| Extract to read |
Ever since the synthesis by Ci et al. [25], the h-BN-graphene hybrid has been the subject of intensive studies due to the unique, tailorable, and complementary properties to the h-BN and graphene. C, B, and N atoms can be mixed atomically together to form an array of thermodynamically stable BCN layered materials with varying properties. For example, as a result of the similar lattice constants, h-BN and graphene can be synthesized as a layer-by-layer heterostructure [26,27,28]. Theoretical computations have revealed that a slight bandgap can be opened by depositing graphene on a h-BN substrate [29]. Another form of h-BN-graphene hybrid is an atomically thick material consisting of h-BN and graphene (2D-BNC) phases. This type of hybrid heterostructure is interesting because its physical properties can be tuned by varying the size of the domains and geometries of the h-BN domain with respect to the graphene or vice versa [23,24,30,31]. In one of our reports, we demonstrated the tunability of the thermodynamic and electronic properties of a 2D h-BN-graphene hybrid by changing the domain size of the h-BN [16]. In other studies, transport [32,33], magnetic [24], optical [34], and mechanical [35] properties have also been reported to be tunable by changing the concentration and shape of h-BN or graphene domains in the hybrid material. However, despite many reports on 2D-BNC, the linear thermal expansion coefficients (LTECs) of these materials, which is one of the fundamental quantities for heat management, have not been investigated.

Although reports on the LTEC of 2D-BNC are lacking, there is quite a number of studies on the LTEC of h-BN and graphene. All of them consistently indicate that h-BN and graphene both exhibit negative LTEC. Employing density functional perturbation theory (DFPT) within quasiharmonic approximation (QHA) [36], Mounet et al. [37] studied the LTEC of graphene at room temperature and observed that the value is approximately −3.6 × 10⁻⁶ K⁻¹. Moreover, they indicated that the LTEC of graphene remains negative even beyond 2000 K. In another study, Zakharchenko et al. [38,39], employing the Monte Carlo method with the empirical bond order potential [40], reported a slightly different average value of around −5.0 × 10⁻⁶ K⁻¹ within the interval of 0 to 300 K and negative LTEC up to 900 K. Contrary to the theoretical estimates, an experimental investigation by Bao et al. [41] found negative LTEC only up to 350 K, and the value at room temperature was −7.0 × 10⁻⁶ K⁻¹. In another experimental study, in which the substrate effect was carefully excluded, Yoon et al. [42] measured the LTEC of graphene at 200‒400 K and reported different results from the earlier reports. At variance to measurements of ref. [41], they found the LTEC to be negative in the whole temperature range. The LTEC of h-BN was estimated in a theoretical study by Sevik [18], using DFPT and QHA, in the temperature interval of 0 to 300 K as −6.6 × 10⁻⁶ K⁻¹.

| Supplied records |
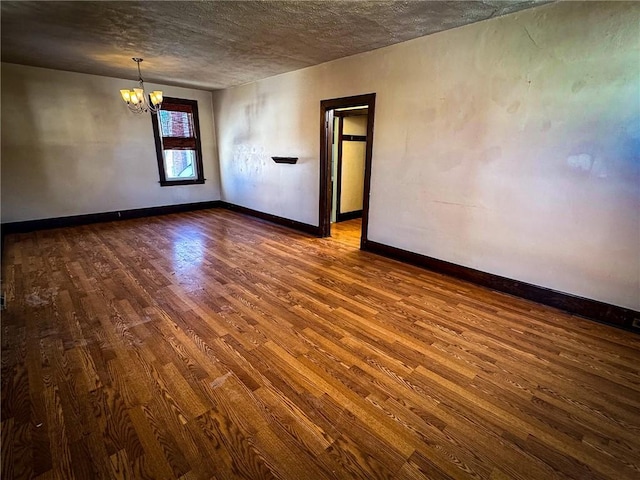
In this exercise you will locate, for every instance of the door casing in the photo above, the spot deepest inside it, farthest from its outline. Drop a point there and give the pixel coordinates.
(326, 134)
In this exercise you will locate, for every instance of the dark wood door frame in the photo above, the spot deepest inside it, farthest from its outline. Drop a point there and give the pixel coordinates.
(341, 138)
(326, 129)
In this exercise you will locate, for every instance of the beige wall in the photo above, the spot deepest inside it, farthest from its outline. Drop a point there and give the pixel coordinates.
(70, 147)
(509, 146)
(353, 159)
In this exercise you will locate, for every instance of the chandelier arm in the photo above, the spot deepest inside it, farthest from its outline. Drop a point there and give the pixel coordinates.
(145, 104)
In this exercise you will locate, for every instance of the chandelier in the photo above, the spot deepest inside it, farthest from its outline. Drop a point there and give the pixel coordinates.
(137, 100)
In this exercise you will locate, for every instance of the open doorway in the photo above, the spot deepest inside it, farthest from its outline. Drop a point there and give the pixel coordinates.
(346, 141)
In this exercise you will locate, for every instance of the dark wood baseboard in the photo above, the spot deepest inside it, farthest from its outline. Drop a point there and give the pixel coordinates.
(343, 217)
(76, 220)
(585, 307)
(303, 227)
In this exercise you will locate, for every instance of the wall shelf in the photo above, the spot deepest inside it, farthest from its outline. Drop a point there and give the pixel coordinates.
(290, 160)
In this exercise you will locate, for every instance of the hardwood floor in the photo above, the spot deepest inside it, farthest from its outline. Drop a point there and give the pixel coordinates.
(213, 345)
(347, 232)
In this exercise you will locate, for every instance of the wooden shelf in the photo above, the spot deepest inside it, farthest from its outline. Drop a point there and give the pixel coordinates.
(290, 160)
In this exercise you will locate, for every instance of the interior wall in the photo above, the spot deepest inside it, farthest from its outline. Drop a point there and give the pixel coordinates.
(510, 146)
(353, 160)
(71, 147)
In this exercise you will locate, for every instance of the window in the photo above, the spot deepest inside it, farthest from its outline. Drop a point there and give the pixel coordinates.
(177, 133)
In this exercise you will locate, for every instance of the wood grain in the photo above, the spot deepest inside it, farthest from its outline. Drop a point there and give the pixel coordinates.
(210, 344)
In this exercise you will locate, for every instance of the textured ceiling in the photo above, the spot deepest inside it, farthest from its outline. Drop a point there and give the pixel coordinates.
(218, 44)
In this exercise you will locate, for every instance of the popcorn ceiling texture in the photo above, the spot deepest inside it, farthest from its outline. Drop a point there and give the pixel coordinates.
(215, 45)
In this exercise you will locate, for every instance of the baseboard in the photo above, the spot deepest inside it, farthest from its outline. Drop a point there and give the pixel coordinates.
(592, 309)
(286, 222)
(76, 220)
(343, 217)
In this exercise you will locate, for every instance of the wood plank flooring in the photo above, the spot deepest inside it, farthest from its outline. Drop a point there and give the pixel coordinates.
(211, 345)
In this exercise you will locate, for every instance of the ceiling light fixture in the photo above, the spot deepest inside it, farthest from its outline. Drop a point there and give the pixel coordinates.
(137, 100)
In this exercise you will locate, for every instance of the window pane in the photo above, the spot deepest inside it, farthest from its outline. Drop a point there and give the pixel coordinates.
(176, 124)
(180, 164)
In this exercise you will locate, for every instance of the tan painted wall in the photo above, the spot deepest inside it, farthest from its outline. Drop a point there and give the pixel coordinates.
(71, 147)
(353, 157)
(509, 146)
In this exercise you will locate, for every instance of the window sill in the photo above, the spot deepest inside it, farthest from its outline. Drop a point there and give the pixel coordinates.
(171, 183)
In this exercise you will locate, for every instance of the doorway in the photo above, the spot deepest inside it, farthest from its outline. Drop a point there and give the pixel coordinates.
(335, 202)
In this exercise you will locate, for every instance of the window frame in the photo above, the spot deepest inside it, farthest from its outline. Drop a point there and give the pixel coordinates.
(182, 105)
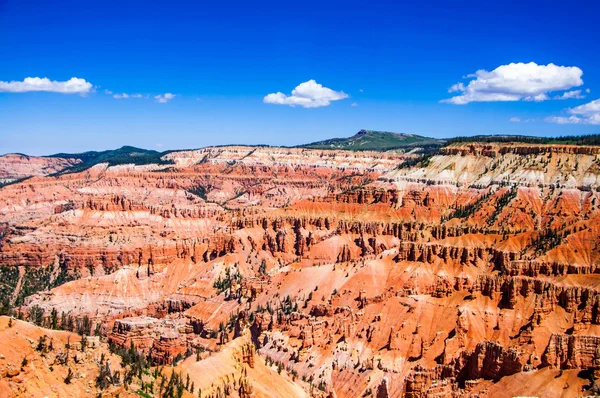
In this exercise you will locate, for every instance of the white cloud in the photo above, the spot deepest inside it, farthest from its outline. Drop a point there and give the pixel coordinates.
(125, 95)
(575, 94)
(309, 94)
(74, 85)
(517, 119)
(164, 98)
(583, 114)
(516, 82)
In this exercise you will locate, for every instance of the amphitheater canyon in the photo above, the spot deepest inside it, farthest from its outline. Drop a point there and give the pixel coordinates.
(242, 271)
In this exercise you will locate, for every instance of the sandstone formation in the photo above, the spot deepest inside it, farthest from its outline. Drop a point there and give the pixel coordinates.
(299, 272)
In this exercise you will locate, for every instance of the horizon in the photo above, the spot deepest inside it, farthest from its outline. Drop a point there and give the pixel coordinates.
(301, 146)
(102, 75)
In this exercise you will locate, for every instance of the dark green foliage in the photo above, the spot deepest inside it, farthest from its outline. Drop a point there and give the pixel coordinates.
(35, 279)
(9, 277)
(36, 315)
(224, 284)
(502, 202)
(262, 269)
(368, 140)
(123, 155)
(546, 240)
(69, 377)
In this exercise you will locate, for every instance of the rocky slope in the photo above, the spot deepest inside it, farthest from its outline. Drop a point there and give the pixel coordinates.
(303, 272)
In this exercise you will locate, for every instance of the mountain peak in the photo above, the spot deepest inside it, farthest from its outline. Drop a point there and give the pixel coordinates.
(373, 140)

| Exercise instructions |
Write the next part of the passage on thermal expansion in h-BN and graphene, starting after its final sentence. The material comes from a separate source.

| Response to this task |
As stated earlier, in contrast to h-BN and graphene, the LTECs of h-BN-graphene hybrids are lacking in the literature. However, the knowledge of the LTEC of the h-BN-graphene hybrid is important due to its potential application in ultra-fast integrated electronic devices. In this study, our aim was to characterize the LTEC of one type of h-BN-graphene hybrid, namely cross-linked alternating chains of carbon and boron nitride (HCBN). Currently, not much is known about HCBN, and to the best of our knowledge, the thermodynamic properties have not been reported elsewhere. For a comprehensive understanding of the material, other properties computationally predicted in this study were the electronic density of states, specific heat capacity at constant pressure, and isothermal bulk modulus. We also calculated the corresponding properties for h-BN and graphene in order to highlight how the properties of HCBN relate to the parent systems.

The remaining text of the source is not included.